YOUR ASSIGNMENT => Collect all lines from the listing that include the string "stroller".
··· DATA
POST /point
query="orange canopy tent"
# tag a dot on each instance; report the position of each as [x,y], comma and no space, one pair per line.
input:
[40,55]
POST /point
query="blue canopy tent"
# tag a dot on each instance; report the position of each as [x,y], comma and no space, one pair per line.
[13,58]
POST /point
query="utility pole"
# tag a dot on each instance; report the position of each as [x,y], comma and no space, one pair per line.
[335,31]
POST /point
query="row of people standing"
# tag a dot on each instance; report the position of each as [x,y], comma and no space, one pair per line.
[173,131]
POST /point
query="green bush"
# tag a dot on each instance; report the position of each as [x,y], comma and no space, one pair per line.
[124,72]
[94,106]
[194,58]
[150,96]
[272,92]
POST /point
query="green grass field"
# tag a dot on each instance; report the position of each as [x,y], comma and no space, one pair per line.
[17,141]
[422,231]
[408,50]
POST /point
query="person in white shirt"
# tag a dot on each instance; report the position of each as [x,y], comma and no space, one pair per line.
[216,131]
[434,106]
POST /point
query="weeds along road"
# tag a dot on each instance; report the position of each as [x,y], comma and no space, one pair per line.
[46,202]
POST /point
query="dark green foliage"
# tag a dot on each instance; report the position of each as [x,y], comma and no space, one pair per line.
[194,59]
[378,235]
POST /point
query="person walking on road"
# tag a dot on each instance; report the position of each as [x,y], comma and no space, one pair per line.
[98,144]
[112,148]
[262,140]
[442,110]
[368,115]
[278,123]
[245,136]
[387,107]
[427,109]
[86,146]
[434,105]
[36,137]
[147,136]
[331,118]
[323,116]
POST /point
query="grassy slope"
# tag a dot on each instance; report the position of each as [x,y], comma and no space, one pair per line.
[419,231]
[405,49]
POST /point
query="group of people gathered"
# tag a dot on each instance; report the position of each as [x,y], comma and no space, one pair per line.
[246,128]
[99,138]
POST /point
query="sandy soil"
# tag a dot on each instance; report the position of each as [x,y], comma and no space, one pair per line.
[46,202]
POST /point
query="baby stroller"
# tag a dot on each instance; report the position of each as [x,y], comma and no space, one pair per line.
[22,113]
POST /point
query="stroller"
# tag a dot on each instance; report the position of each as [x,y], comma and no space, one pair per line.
······
ANSWER FOR THE TASK =>
query="baby stroller"
query="stroller"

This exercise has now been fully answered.